◆ Required work ◆
In the passage about Luttwak's article and Obama's religion, how many Islamic scholars did the Times' Public Editor interview?

◆ Passage given ◆
* Begin *

Luttwak’s pickup of the Pipes argument was riddled with unfounded generalizations, oversimplifications, and good old-fashioned neocolonial paternalism that got both him and the Times rightly pilloried. The response was so overwhelming, in fact, that the Times’ Public Editor took editorial management to task for neither verifying Luttwak’s facts nor encouraging him to tone down his categorical language, writing that: “I interviewed five Islamic scholars, at five American universities, recommended by a variety of sources as experts in the field. All of them said that Luttwak’s interpretation of Islamic law was wrong.”

This tactic having blown up in their faces—not unlike the “innocent” fad earlier this year among right-wingers of dropping Obama’s Arabic middle name, an odious ploy that even the unsentimental Karl Rove recognized as beyond the pale—Obama’s critics on the far right are now fixing to skin this cat in a less circuitous way. Luttwak’s article had many unsupported assertions, but it at least adopted a quasi-scholarly tone. Now, neoconservative pundits are issuing their own fatwas to get the word out to misinformed Muslims—who, it should be noted, have manifested no visible discomfort with his background or religious status—that, Shari`a and common sense be damned, Obama is an apostate after all. Because they said so, that’s why.

Meanwhile, Mr. Pipes and his proxies have been diligently digging for any hint of Muslimness in Obama’s background. Not because there’s anything wrong with being Muslim, of course, but because we have to make sure Obama has fully shared every detail of his spiritual development with the American people. While Pipes has collected some interesting but inclusive details about Obama’s life, one wonders whether he will, for example, subject McCain’s sudden—and very timely—disclosure of having been a Baptist since 2007 to any scrutiny. After all, if McCain is lying to the public as Pipes worries Obama may be, that would say something about his integrity as well. Mr. Pipes does not seem willing to consider the possibility that, having grown up in expatriate circles, in an interfaith family (not to mention with a non-practicing Muslim father), and in a society renowned in the rest of the Muslim world for religious syncretism, Barack “Barry” Obama might not have felt at home religiously until he joined a church in Chicago and embraced Christianity back in the early 1980s.

* End *

◆ Material ◆
* Begin *

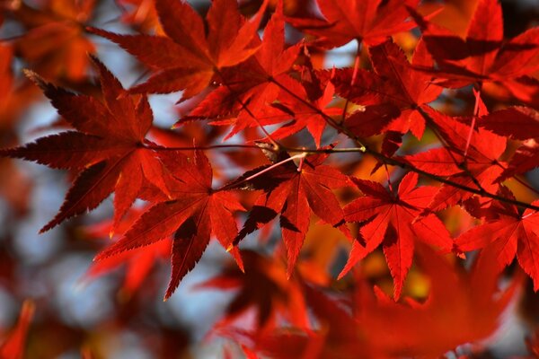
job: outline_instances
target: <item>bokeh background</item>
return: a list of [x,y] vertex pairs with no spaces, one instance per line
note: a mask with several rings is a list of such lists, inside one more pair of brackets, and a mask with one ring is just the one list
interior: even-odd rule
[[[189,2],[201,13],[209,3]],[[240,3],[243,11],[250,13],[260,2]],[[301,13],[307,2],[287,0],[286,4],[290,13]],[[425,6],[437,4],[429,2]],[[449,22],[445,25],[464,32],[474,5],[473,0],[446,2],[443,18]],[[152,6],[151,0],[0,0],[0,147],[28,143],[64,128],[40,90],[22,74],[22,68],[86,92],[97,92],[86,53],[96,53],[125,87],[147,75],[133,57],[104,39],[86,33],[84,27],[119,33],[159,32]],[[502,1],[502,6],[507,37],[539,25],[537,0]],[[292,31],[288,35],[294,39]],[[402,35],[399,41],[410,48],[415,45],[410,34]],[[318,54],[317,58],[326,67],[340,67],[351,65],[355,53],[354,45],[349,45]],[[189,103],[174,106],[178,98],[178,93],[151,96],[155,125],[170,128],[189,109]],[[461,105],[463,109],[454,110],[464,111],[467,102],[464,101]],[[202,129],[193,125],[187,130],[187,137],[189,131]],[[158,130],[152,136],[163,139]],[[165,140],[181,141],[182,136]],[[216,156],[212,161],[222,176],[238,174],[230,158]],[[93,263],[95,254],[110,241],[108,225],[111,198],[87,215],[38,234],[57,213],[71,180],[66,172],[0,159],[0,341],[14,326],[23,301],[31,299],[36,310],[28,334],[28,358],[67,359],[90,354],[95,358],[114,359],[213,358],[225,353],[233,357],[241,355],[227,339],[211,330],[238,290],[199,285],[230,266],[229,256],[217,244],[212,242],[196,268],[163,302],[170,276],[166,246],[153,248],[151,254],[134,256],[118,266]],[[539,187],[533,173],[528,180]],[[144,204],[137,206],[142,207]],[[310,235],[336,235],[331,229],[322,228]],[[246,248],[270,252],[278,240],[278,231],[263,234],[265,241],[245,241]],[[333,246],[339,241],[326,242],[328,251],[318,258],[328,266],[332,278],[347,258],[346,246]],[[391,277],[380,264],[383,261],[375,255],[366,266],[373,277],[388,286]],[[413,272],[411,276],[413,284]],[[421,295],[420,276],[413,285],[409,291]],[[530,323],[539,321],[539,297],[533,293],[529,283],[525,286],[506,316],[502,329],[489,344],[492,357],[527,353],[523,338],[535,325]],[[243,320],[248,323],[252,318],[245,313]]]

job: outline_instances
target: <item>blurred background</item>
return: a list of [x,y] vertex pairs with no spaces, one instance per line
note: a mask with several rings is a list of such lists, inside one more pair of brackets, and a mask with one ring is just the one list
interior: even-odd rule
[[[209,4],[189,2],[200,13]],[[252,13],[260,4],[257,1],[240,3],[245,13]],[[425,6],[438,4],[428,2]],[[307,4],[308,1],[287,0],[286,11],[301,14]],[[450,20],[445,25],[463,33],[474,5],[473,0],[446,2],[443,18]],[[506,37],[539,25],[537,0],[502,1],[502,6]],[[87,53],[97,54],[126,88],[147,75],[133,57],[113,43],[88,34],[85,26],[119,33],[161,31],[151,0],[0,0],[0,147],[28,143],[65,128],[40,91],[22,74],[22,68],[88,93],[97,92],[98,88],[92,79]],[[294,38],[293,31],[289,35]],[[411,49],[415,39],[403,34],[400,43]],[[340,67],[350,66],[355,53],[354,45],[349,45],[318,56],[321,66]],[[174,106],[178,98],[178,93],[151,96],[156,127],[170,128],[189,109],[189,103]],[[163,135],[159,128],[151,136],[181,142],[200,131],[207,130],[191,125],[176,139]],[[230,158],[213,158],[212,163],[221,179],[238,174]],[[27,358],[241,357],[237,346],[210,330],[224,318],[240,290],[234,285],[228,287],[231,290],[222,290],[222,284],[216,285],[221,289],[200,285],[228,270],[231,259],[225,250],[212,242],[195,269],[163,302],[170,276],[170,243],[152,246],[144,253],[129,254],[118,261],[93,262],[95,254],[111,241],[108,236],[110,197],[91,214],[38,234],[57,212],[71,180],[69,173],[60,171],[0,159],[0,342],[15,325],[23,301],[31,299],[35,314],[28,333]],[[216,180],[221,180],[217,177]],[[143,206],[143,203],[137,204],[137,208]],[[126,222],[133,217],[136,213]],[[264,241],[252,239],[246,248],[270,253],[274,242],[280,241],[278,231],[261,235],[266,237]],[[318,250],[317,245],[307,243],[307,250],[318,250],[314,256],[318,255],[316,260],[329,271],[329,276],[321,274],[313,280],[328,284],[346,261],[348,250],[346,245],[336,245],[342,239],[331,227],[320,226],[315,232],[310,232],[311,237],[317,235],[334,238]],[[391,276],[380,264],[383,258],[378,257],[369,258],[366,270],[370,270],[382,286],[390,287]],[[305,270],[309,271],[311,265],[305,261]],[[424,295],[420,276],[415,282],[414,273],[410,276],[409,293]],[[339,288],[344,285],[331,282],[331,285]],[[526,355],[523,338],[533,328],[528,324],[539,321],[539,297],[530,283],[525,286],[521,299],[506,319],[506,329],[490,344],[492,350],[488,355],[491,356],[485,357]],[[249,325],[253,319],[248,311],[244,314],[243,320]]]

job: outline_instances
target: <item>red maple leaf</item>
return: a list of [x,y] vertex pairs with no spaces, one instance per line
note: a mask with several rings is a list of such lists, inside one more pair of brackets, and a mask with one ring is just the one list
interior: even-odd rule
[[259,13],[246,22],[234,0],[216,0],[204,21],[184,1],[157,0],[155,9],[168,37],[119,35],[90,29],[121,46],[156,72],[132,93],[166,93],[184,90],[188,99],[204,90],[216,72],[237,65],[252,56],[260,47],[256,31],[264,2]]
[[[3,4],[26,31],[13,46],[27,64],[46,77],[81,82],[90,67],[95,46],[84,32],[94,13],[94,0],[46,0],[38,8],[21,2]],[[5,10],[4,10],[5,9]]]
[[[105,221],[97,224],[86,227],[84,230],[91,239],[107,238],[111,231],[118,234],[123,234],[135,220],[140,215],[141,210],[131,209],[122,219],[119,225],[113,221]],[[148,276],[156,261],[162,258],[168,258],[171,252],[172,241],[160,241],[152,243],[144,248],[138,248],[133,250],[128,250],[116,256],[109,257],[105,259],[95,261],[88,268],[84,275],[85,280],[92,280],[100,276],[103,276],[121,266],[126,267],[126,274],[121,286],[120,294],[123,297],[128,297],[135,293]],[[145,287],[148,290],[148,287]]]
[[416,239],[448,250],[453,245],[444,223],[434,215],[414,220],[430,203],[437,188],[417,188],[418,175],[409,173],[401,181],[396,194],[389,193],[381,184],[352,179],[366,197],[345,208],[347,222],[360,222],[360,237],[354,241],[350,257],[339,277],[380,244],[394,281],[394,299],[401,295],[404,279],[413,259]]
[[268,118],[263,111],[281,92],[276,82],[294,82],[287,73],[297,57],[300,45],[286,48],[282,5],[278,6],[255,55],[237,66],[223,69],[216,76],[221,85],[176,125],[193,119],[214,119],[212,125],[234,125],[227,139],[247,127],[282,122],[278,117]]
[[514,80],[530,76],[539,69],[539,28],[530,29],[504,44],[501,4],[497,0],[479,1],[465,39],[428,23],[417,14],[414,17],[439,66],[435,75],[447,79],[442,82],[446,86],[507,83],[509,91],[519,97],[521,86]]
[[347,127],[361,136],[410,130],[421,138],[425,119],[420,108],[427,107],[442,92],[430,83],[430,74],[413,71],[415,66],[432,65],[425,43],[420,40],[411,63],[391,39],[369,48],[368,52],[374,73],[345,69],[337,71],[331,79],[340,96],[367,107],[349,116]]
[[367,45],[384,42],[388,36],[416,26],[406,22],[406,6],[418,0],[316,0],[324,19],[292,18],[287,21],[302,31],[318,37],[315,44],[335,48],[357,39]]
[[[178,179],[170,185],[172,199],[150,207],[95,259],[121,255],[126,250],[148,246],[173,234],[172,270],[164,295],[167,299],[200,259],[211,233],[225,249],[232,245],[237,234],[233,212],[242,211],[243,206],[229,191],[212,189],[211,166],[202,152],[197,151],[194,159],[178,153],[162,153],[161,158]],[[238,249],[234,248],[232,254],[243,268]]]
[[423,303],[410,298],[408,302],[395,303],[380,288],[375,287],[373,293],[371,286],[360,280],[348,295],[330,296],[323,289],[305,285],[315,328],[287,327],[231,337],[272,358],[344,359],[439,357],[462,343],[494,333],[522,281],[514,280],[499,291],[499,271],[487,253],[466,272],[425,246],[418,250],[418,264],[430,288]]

* End *

◆ Result for this exercise ◆
Five, at five American universities.